## YOUR ASSIGNMENT
Filtering the records below, copy only those lines that include the word "door".

======== EXERCISE INPUT ========

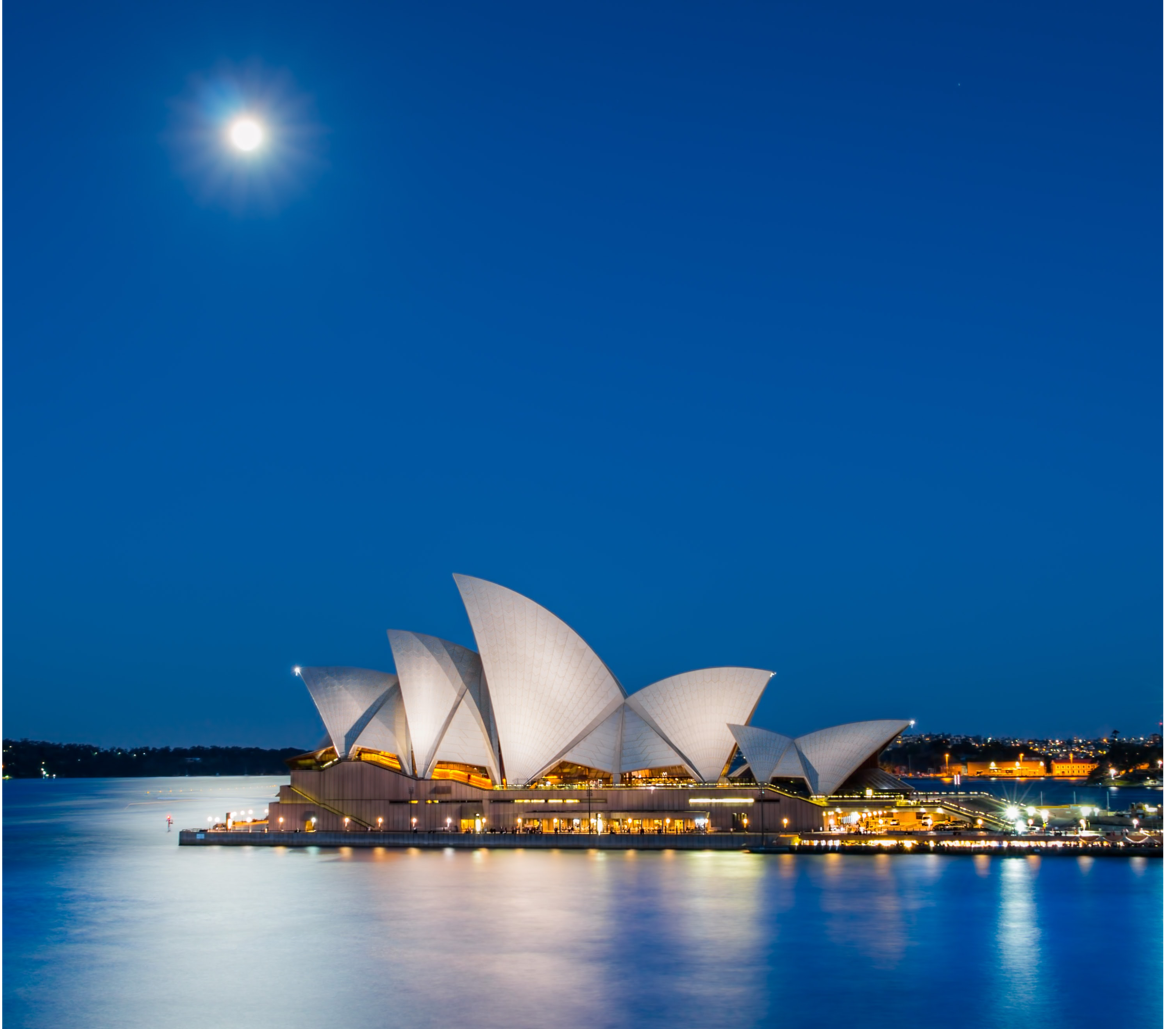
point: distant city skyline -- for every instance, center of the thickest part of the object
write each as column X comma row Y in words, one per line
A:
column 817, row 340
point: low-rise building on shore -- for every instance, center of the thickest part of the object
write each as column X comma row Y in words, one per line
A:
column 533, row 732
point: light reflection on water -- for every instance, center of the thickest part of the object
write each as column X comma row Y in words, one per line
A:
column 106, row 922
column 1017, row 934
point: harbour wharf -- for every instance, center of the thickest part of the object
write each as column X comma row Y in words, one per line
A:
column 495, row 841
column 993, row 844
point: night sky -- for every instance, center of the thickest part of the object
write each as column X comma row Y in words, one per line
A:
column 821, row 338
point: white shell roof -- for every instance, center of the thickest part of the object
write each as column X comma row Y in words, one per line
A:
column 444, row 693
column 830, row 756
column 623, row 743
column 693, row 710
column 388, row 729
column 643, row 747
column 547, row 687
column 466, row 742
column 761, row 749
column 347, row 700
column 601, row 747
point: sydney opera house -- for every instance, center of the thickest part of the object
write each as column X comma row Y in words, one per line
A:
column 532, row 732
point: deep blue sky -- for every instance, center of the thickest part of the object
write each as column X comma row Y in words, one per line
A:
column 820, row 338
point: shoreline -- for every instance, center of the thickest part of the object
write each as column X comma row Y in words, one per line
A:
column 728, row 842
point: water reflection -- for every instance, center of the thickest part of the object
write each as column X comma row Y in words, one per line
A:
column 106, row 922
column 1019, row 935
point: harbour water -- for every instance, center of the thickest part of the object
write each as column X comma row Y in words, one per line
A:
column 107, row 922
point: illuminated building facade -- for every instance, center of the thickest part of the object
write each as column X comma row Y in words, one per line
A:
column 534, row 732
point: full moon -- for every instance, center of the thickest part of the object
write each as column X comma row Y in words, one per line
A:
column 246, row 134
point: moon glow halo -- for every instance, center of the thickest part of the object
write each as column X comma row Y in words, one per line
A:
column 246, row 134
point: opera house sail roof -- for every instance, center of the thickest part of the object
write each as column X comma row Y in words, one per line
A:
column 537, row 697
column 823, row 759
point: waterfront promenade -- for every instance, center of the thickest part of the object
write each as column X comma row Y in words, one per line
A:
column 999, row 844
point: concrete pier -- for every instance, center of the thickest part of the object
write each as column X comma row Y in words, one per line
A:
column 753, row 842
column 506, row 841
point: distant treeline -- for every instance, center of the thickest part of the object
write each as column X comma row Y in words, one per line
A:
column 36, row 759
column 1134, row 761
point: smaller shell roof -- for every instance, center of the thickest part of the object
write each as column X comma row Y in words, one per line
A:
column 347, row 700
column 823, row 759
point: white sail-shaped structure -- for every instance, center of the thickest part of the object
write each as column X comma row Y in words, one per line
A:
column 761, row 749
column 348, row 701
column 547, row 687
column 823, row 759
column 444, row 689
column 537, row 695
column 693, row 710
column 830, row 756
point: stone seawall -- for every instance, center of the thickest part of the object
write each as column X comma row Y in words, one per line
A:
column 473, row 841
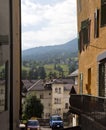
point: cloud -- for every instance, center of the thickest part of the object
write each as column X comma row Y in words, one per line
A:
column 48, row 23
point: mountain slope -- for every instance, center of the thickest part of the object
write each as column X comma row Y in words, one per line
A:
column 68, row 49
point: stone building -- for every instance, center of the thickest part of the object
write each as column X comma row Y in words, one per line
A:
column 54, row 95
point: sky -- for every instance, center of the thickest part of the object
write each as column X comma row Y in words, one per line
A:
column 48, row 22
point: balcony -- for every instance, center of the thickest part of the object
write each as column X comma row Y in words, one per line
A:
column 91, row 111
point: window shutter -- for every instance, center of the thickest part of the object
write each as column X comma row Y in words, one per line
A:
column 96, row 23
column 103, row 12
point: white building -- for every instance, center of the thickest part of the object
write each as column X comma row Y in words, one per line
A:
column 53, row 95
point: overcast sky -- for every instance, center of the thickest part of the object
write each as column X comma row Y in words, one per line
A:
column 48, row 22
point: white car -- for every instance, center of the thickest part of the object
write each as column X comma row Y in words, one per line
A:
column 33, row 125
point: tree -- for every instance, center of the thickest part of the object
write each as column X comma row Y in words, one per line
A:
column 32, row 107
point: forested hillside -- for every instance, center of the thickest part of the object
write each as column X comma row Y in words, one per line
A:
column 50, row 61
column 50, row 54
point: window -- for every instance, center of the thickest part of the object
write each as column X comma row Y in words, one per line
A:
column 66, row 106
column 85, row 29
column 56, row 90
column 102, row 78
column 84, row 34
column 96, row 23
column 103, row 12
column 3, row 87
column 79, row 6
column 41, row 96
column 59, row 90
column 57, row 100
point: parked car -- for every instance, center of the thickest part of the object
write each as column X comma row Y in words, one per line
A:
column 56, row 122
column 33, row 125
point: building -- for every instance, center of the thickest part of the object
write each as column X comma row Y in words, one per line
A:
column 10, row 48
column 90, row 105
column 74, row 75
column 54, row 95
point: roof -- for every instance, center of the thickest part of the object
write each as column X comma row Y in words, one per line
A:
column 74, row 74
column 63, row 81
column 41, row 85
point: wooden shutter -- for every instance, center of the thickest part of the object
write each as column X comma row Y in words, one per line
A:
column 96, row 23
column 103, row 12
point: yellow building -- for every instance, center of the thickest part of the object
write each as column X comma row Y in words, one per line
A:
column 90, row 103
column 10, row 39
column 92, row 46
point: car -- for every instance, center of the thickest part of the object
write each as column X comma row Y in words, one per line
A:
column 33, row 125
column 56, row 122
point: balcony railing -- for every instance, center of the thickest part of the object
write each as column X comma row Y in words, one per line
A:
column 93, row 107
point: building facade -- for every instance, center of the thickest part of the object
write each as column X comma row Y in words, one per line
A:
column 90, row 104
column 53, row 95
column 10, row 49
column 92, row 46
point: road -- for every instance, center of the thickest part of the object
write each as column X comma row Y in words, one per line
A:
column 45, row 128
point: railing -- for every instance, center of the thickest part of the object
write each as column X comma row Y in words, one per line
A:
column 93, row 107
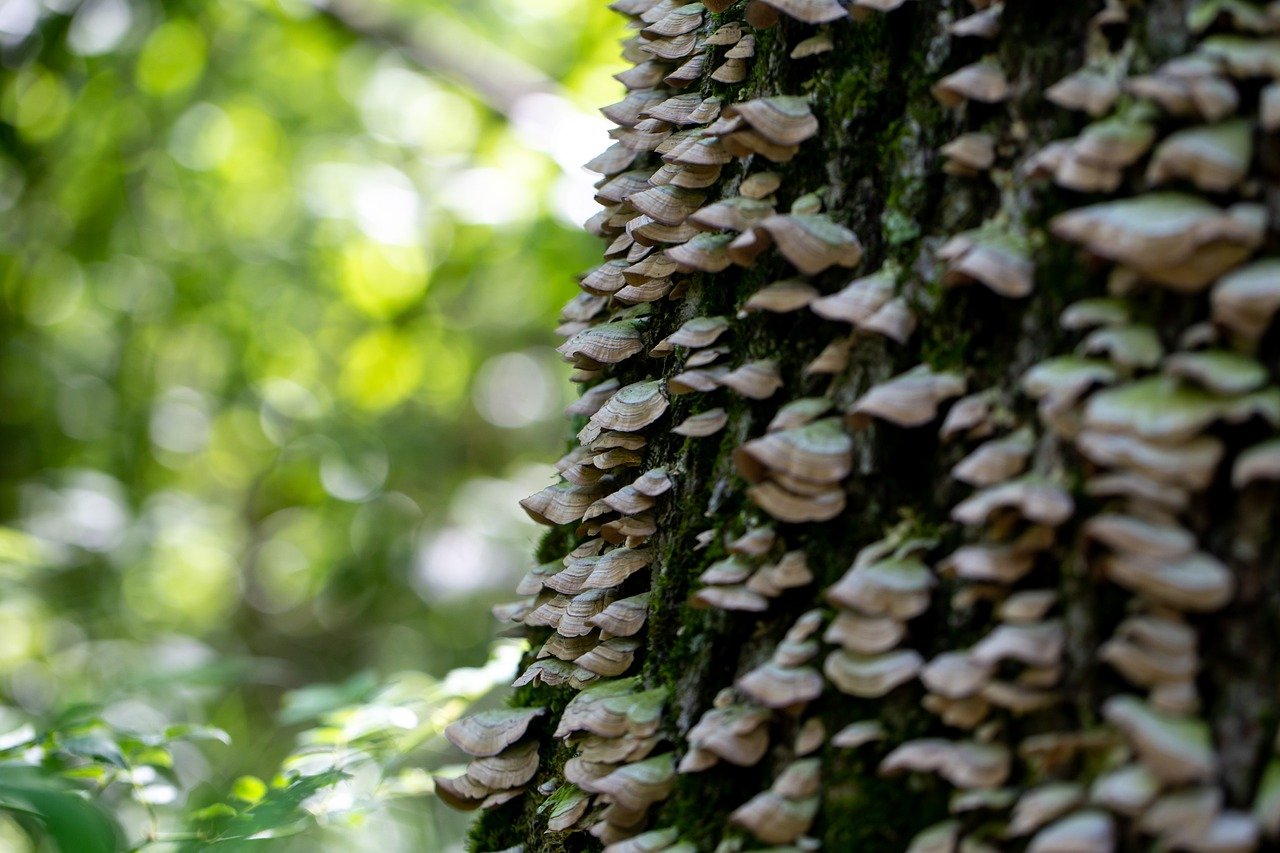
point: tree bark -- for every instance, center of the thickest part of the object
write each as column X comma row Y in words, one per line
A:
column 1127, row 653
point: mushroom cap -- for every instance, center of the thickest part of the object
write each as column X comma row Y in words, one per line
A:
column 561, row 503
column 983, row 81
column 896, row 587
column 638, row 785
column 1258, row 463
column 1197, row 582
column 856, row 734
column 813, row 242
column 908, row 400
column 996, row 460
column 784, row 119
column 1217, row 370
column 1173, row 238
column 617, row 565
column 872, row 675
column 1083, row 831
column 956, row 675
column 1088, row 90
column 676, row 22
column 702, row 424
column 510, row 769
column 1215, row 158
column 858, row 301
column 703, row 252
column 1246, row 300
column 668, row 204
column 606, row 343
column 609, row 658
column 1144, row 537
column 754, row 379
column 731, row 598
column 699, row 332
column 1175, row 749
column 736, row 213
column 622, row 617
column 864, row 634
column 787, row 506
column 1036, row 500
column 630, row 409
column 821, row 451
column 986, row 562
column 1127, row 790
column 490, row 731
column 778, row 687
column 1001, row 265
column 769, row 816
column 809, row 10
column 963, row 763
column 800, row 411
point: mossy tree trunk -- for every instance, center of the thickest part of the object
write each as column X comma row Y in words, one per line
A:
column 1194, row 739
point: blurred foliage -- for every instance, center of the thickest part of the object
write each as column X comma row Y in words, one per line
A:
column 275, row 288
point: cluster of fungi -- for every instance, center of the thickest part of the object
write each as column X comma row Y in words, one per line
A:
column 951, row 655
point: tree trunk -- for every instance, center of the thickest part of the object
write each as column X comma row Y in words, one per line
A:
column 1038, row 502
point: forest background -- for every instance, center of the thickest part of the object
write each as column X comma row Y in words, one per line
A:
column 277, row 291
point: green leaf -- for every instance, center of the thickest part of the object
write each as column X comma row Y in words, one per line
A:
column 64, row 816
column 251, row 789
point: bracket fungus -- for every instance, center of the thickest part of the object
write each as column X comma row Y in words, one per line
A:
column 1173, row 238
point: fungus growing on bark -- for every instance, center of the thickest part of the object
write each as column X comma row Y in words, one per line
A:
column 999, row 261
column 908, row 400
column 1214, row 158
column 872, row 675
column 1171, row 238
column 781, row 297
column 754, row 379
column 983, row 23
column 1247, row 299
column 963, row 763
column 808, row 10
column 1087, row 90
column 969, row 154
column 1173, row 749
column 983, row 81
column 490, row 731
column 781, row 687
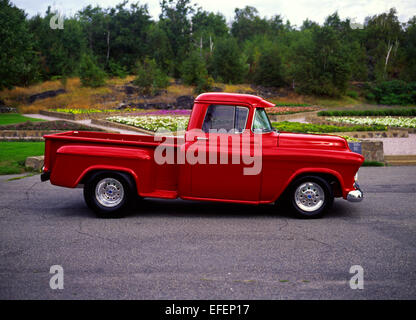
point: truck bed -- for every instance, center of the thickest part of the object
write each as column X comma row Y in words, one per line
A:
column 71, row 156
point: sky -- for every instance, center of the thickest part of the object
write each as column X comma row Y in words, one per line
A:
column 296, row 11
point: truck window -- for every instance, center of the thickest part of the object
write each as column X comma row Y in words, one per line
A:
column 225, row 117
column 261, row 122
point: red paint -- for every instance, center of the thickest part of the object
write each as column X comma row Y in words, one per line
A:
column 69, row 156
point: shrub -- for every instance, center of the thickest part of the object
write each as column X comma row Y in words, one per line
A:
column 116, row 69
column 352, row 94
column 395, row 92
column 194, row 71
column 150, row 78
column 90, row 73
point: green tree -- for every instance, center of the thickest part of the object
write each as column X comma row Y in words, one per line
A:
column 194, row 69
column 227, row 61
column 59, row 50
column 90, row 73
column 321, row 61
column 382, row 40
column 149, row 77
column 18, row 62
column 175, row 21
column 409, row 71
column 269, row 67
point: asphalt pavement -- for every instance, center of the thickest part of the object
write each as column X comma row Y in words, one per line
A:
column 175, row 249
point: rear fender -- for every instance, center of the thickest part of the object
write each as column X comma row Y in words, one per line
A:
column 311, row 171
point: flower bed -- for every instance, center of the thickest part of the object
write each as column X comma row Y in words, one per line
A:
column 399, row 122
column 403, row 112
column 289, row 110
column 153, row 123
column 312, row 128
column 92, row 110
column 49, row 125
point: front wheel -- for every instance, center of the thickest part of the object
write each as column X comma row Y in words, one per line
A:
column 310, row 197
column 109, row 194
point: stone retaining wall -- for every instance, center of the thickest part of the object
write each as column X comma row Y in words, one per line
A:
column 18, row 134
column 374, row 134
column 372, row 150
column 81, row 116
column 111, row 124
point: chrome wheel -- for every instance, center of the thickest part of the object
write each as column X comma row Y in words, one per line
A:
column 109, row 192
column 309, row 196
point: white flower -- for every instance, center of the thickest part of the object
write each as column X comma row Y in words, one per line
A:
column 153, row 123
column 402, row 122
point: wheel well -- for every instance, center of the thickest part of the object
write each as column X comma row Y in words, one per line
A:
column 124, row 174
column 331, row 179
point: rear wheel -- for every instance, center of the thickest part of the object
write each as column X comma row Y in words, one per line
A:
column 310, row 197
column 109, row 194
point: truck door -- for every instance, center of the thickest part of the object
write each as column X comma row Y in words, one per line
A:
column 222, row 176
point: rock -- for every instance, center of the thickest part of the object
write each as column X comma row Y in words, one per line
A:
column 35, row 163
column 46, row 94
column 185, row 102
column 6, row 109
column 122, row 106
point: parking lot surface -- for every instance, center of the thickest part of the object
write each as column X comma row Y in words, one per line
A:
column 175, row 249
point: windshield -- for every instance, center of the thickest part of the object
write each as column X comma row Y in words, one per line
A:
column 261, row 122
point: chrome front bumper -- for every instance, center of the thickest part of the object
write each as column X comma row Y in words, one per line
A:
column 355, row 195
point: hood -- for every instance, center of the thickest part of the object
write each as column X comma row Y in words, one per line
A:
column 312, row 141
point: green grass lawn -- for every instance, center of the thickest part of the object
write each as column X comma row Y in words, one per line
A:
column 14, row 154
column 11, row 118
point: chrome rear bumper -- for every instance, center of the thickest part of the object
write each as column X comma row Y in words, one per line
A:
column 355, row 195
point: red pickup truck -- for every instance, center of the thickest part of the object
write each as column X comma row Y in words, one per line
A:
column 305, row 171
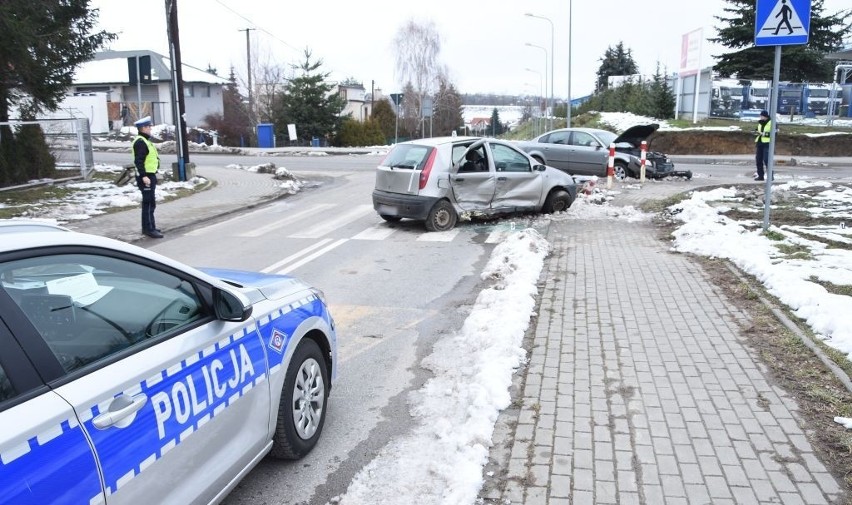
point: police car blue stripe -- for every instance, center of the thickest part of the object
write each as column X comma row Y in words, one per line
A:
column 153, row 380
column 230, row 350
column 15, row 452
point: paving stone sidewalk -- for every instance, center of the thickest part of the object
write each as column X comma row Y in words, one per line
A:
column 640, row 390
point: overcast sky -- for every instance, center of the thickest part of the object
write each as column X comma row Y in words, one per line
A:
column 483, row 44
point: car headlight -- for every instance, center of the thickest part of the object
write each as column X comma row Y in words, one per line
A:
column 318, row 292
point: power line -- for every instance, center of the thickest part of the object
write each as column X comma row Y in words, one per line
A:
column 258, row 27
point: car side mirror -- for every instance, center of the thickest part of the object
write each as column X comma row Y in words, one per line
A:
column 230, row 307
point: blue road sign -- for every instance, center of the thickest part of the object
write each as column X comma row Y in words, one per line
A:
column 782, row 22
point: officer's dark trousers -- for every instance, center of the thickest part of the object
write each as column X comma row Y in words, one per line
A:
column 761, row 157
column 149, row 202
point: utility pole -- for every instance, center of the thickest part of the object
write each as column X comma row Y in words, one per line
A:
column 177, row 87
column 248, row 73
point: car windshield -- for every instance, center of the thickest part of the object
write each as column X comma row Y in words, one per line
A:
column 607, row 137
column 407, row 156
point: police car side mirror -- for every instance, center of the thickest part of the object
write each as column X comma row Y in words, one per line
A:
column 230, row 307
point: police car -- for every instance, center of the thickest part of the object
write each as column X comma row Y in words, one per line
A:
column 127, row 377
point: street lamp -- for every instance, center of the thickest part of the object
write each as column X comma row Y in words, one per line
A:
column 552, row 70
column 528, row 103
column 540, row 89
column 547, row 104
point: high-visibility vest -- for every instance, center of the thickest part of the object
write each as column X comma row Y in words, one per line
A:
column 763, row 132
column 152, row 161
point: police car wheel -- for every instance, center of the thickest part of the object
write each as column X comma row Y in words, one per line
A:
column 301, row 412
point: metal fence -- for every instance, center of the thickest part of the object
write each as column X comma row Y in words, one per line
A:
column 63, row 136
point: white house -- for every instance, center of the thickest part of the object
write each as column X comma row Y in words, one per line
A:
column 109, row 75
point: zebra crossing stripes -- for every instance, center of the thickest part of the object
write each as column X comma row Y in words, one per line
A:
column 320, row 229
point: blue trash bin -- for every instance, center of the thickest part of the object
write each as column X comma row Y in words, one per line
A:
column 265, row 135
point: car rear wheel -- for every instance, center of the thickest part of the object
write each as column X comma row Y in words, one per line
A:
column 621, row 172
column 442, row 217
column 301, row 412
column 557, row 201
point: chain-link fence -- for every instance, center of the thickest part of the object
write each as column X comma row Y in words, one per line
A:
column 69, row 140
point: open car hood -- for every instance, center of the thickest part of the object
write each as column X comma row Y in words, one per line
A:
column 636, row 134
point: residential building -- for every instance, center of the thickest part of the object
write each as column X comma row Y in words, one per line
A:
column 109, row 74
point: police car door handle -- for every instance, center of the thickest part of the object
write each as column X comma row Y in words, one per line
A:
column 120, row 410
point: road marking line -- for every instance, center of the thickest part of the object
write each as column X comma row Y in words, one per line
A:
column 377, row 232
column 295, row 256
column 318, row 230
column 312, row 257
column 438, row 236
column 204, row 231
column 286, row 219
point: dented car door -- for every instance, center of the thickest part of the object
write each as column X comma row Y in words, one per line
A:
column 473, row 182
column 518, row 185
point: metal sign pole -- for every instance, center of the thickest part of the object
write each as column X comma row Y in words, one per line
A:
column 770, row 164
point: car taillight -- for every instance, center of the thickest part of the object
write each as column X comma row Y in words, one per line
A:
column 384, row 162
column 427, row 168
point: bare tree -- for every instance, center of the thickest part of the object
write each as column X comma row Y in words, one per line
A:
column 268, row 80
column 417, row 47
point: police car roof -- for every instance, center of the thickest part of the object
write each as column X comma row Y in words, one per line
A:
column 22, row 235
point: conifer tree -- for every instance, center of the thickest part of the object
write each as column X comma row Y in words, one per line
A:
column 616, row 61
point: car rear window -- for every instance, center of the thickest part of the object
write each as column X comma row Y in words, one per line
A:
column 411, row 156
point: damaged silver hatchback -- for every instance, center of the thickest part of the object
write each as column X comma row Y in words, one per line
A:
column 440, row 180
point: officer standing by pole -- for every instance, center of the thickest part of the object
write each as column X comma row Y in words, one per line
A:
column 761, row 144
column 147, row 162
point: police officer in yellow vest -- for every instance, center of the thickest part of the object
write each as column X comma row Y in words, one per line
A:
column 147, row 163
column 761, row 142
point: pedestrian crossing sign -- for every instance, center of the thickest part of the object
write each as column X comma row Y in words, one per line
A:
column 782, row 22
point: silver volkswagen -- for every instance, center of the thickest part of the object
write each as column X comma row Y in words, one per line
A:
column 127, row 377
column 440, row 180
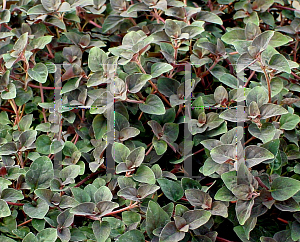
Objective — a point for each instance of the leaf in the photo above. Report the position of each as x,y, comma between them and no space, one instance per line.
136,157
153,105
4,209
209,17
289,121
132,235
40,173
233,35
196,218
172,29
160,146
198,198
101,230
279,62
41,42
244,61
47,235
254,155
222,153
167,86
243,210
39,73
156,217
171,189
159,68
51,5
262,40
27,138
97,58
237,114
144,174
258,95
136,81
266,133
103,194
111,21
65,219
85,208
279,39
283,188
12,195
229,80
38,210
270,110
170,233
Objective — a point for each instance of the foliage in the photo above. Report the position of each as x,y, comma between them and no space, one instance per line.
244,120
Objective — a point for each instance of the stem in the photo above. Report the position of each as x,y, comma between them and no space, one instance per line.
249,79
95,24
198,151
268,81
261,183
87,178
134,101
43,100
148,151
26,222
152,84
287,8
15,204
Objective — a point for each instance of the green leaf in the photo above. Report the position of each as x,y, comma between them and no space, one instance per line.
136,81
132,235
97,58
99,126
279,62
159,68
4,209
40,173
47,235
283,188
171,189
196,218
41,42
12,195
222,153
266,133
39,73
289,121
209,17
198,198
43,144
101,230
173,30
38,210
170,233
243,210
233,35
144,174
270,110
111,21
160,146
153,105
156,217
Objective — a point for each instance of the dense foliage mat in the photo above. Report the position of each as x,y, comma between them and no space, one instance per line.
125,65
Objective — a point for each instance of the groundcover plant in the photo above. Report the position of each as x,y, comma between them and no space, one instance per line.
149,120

========

## EXERCISE RESPONSE
point: truck door -- for every instance, center of the thickest part of the object
point: police car door handle -- for every instance, center of the thickest part of the object
point: dented car door -- for every instance, center of the thickest part of the object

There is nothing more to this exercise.